Rewrite the lines starting with the one that contains "slice in this photo." and going on through the one that contains "195), (118, 94)]", putting "potato round" in place of "potato slice" and keeping everything else the same.

PROVIDED RECORDS:

——

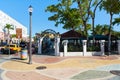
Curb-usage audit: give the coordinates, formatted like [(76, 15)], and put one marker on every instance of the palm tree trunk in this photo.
[(109, 38)]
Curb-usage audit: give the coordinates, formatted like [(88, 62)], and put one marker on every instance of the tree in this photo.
[(116, 21), (111, 7), (65, 14), (9, 27), (96, 3), (102, 29)]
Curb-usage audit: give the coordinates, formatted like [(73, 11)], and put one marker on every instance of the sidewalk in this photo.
[(59, 68)]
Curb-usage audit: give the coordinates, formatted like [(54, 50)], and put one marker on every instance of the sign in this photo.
[(18, 32)]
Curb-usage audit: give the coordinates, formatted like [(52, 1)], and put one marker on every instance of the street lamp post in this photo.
[(30, 9)]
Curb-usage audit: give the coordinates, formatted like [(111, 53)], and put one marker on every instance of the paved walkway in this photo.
[(59, 68)]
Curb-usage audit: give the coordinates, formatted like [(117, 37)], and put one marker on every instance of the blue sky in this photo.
[(18, 9)]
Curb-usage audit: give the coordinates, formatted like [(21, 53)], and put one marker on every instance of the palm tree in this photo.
[(111, 7), (9, 27)]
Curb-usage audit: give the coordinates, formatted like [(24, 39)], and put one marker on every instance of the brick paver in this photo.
[(54, 68)]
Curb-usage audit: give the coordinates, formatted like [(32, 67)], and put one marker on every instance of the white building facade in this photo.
[(5, 19)]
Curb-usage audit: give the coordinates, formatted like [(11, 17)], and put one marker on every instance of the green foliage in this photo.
[(64, 14)]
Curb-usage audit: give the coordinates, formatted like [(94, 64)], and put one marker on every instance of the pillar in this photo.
[(102, 47), (40, 45), (118, 46), (84, 47), (57, 43), (65, 42)]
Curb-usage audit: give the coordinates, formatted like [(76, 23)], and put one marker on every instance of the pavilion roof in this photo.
[(71, 34)]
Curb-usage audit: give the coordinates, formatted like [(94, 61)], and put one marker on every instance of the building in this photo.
[(19, 29)]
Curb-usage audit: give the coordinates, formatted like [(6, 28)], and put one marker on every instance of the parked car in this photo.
[(13, 48)]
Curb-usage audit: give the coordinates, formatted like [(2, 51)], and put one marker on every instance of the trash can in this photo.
[(24, 54)]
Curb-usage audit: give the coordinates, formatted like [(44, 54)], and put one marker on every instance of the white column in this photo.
[(40, 45), (57, 43), (102, 47), (118, 46), (84, 47)]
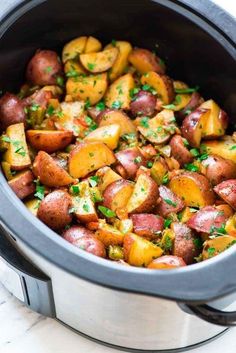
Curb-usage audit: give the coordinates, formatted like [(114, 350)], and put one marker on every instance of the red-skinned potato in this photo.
[(23, 184), (167, 262), (143, 103), (11, 111), (227, 191), (144, 196), (179, 151), (54, 210), (169, 202), (185, 243), (131, 159), (49, 172), (44, 68), (84, 239), (208, 219), (117, 194), (219, 169), (147, 225), (49, 141)]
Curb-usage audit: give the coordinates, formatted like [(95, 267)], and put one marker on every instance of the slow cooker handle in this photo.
[(212, 315)]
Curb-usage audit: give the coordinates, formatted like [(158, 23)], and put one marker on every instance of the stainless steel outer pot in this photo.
[(130, 308)]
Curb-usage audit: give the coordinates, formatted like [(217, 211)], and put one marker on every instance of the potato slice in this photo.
[(89, 156), (213, 247), (139, 251), (49, 172), (49, 141), (109, 117), (93, 45), (74, 48), (109, 135), (193, 188), (162, 84), (17, 154), (99, 62), (117, 194), (91, 88), (121, 62), (145, 195), (118, 94)]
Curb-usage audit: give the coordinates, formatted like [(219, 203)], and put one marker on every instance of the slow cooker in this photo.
[(128, 308)]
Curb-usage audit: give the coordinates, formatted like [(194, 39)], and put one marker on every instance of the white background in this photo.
[(22, 330)]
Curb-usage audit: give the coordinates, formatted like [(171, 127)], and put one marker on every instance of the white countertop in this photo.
[(23, 331)]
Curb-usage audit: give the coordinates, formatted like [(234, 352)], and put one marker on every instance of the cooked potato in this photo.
[(139, 251), (143, 103), (121, 62), (162, 84), (109, 117), (167, 262), (219, 169), (208, 220), (159, 129), (145, 195), (179, 151), (89, 156), (44, 68), (54, 210), (49, 172), (49, 141), (192, 126), (91, 88), (169, 203), (74, 48), (17, 154), (108, 134), (108, 234), (144, 61), (99, 62), (11, 111), (131, 159), (227, 191), (213, 247), (193, 188), (84, 239), (147, 225), (23, 184), (118, 93), (185, 243)]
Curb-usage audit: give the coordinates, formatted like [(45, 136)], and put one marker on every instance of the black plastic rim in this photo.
[(194, 284)]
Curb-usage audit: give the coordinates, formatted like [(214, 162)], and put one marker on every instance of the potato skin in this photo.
[(219, 169), (44, 68), (54, 210), (11, 111), (179, 151), (84, 239)]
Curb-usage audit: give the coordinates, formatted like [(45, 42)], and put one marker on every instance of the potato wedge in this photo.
[(118, 93), (139, 251), (121, 62), (108, 134), (49, 172), (89, 156), (49, 141), (117, 194), (162, 84), (193, 188), (17, 154), (145, 195), (74, 48), (144, 61), (99, 62), (91, 88)]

——

PROBLEM SOLUTION:
Curb-usage audit: give the coordinates, formatted like [(217, 211)], and put one marker on every instance of the potato round in this photo.
[(89, 156), (213, 247), (139, 251), (49, 172), (49, 141), (109, 117), (93, 45), (74, 48), (109, 135), (193, 188), (162, 84), (17, 154), (99, 62), (117, 194), (91, 88), (121, 62), (145, 195), (118, 94)]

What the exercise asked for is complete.